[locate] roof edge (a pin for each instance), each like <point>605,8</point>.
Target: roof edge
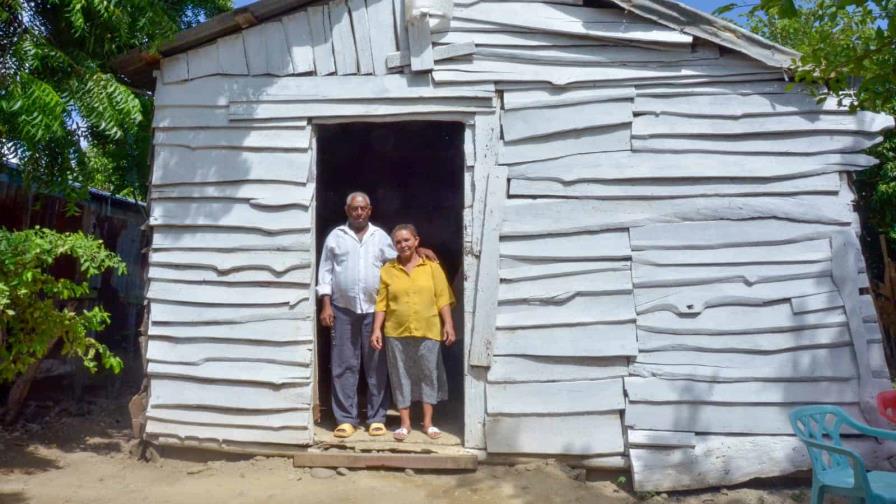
<point>695,22</point>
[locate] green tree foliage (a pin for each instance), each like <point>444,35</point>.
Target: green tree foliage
<point>849,52</point>
<point>37,309</point>
<point>65,117</point>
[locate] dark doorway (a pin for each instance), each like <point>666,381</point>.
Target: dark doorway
<point>414,173</point>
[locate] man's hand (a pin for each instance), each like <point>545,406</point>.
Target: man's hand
<point>448,335</point>
<point>326,313</point>
<point>427,254</point>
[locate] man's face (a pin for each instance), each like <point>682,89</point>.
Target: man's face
<point>358,212</point>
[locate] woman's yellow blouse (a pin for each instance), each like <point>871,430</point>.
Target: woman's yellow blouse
<point>412,300</point>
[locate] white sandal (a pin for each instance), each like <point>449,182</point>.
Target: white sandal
<point>401,433</point>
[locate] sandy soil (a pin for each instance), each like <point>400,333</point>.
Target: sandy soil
<point>84,458</point>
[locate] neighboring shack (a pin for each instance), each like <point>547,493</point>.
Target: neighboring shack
<point>660,252</point>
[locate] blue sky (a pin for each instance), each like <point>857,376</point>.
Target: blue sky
<point>705,5</point>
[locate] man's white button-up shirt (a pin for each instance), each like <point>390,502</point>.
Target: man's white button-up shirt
<point>350,268</point>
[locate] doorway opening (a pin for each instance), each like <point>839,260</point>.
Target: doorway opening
<point>413,172</point>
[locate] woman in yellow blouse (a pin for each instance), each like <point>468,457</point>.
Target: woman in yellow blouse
<point>413,296</point>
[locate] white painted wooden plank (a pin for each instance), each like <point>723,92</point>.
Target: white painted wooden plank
<point>177,165</point>
<point>695,299</point>
<point>826,183</point>
<point>594,340</point>
<point>228,213</point>
<point>290,436</point>
<point>173,312</point>
<point>295,418</point>
<point>549,217</point>
<point>230,261</point>
<point>298,39</point>
<point>439,53</point>
<point>487,138</point>
<point>602,23</point>
<point>321,39</point>
<point>719,234</point>
<point>401,28</point>
<point>561,435</point>
<point>196,351</point>
<point>218,294</point>
<point>655,390</point>
<point>659,125</point>
<point>361,29</point>
<point>256,49</point>
<point>212,117</point>
<point>232,55</point>
<point>279,59</point>
<point>343,41</point>
<point>296,89</point>
<point>507,369</point>
<point>611,244</point>
<point>589,55</point>
<point>513,270</point>
<point>615,166</point>
<point>203,61</point>
<point>791,143</point>
<point>210,238</point>
<point>420,42</point>
<point>249,138</point>
<point>727,460</point>
<point>559,289</point>
<point>233,371</point>
<point>173,392</point>
<point>734,105</point>
<point>266,330</point>
<point>382,33</point>
<point>799,252</point>
<point>487,281</point>
<point>761,342</point>
<point>482,69</point>
<point>714,418</point>
<point>536,122</point>
<point>552,97</point>
<point>740,320</point>
<point>816,302</point>
<point>555,398</point>
<point>174,68</point>
<point>256,193</point>
<point>578,310</point>
<point>326,108</point>
<point>605,139</point>
<point>192,275</point>
<point>660,438</point>
<point>645,275</point>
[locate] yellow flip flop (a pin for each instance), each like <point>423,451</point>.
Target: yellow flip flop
<point>344,431</point>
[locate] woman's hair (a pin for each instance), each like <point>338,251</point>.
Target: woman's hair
<point>405,227</point>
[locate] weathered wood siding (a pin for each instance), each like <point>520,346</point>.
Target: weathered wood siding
<point>659,236</point>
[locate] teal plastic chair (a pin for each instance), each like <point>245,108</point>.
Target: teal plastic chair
<point>835,468</point>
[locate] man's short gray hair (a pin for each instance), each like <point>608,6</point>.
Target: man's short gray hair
<point>357,194</point>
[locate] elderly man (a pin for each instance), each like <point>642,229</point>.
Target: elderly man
<point>347,282</point>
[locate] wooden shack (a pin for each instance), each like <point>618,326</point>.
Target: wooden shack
<point>657,242</point>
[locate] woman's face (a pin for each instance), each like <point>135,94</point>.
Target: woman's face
<point>405,243</point>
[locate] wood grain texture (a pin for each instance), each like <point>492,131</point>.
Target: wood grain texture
<point>527,123</point>
<point>593,434</point>
<point>507,369</point>
<point>555,398</point>
<point>760,342</point>
<point>594,340</point>
<point>669,167</point>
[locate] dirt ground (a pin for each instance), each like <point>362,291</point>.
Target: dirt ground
<point>64,454</point>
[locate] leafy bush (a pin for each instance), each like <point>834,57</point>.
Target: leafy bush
<point>37,309</point>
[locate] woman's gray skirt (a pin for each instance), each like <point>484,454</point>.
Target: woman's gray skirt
<point>416,371</point>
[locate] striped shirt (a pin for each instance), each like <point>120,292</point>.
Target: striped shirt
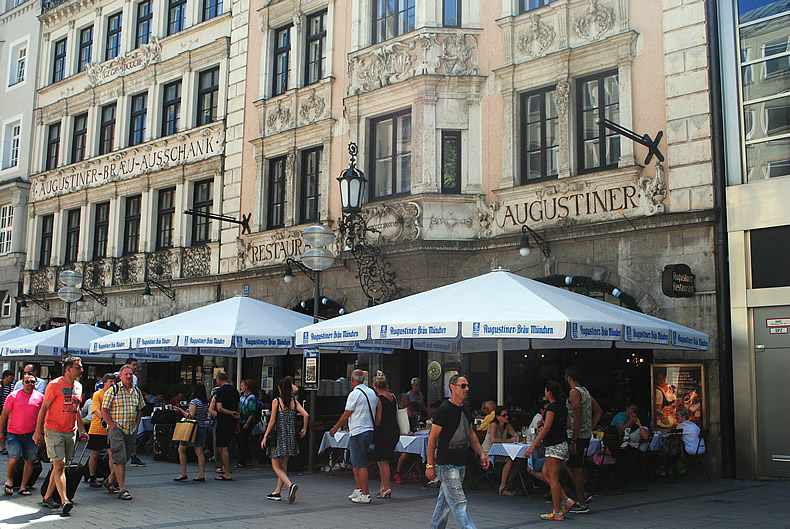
<point>123,406</point>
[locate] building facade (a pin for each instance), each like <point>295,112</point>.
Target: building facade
<point>19,33</point>
<point>753,39</point>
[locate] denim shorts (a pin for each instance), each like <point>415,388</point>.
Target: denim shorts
<point>358,446</point>
<point>21,445</point>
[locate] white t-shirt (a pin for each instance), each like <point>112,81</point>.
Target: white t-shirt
<point>691,438</point>
<point>361,420</point>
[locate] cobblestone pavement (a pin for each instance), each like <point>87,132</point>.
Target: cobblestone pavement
<point>322,503</point>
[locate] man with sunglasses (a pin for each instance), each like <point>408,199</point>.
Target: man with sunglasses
<point>21,409</point>
<point>448,445</point>
<point>57,421</point>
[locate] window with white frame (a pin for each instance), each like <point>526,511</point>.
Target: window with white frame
<point>12,134</point>
<point>6,225</point>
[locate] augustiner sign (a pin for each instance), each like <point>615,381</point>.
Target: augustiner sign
<point>194,146</point>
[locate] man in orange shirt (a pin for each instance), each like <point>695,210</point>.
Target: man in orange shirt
<point>57,420</point>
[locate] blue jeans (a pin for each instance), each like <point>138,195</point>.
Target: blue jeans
<point>451,496</point>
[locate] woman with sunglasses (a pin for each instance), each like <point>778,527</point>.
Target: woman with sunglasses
<point>501,431</point>
<point>555,439</point>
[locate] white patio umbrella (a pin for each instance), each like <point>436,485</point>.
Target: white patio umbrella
<point>49,344</point>
<point>226,328</point>
<point>499,311</point>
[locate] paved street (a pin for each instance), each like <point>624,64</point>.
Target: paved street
<point>160,502</point>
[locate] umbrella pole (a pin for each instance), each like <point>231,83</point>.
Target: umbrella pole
<point>500,372</point>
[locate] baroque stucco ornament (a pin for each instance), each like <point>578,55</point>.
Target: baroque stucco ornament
<point>138,59</point>
<point>536,39</point>
<point>595,21</point>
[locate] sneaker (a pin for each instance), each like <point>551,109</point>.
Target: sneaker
<point>356,494</point>
<point>553,515</point>
<point>567,505</point>
<point>52,504</point>
<point>362,498</point>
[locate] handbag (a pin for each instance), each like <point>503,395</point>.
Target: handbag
<point>185,431</point>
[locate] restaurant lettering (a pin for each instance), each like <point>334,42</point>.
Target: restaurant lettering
<point>129,163</point>
<point>594,202</point>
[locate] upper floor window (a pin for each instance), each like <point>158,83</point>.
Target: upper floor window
<point>79,132</point>
<point>529,5</point>
<point>131,225</point>
<point>47,227</point>
<point>171,108</point>
<point>392,18</point>
<point>211,9</point>
<point>6,228</point>
<point>11,138</point>
<point>107,129</point>
<point>137,119</point>
<point>391,141</point>
<point>101,230</point>
<point>202,202</point>
<point>113,37</point>
<point>275,215</point>
<point>164,218</point>
<point>59,61</point>
<point>451,13</point>
<point>176,16</point>
<point>53,146</point>
<point>451,161</point>
<point>316,47</point>
<point>282,52</point>
<point>597,97</point>
<point>144,16</point>
<point>308,188</point>
<point>208,96</point>
<point>539,135</point>
<point>72,235</point>
<point>86,48</point>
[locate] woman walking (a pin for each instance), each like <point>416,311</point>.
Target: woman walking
<point>386,434</point>
<point>198,410</point>
<point>284,444</point>
<point>555,439</point>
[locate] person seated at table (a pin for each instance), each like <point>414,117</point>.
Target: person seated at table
<point>501,431</point>
<point>626,419</point>
<point>488,412</point>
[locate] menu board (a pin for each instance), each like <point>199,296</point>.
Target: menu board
<point>677,386</point>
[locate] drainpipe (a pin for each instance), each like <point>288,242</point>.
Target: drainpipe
<point>727,416</point>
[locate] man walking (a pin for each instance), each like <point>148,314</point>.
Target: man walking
<point>57,420</point>
<point>121,411</point>
<point>360,412</point>
<point>583,415</point>
<point>21,409</point>
<point>450,438</point>
<point>41,384</point>
<point>226,402</point>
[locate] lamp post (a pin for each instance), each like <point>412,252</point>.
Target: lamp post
<point>316,258</point>
<point>69,293</point>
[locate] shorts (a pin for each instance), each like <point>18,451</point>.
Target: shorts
<point>21,445</point>
<point>97,442</point>
<point>200,436</point>
<point>358,446</point>
<point>577,461</point>
<point>60,445</point>
<point>121,445</point>
<point>224,434</point>
<point>558,451</point>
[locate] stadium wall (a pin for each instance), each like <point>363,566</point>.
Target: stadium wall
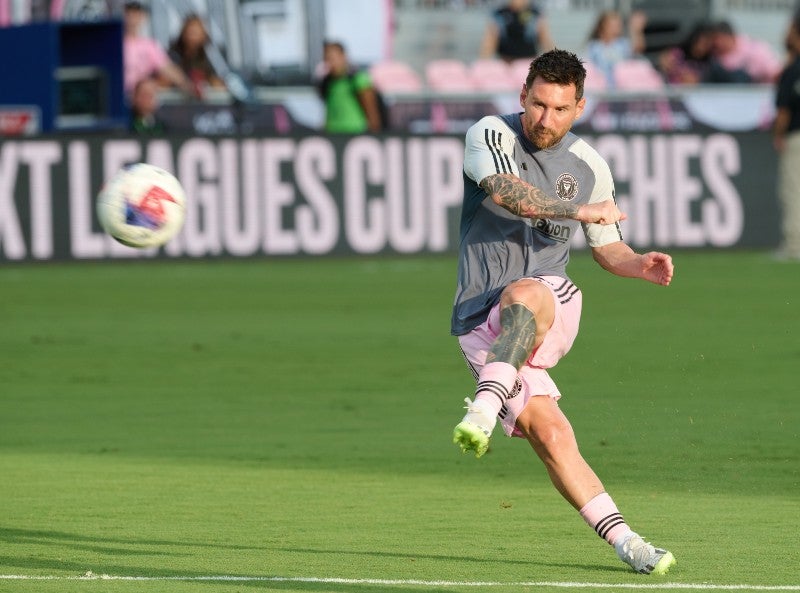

Exercise aim:
In the records above, find every line containing the word "wall" and show it.

Finished exercise:
[locate] stadium wall (a pin for each instance), each like <point>363,566</point>.
Target: stadium wall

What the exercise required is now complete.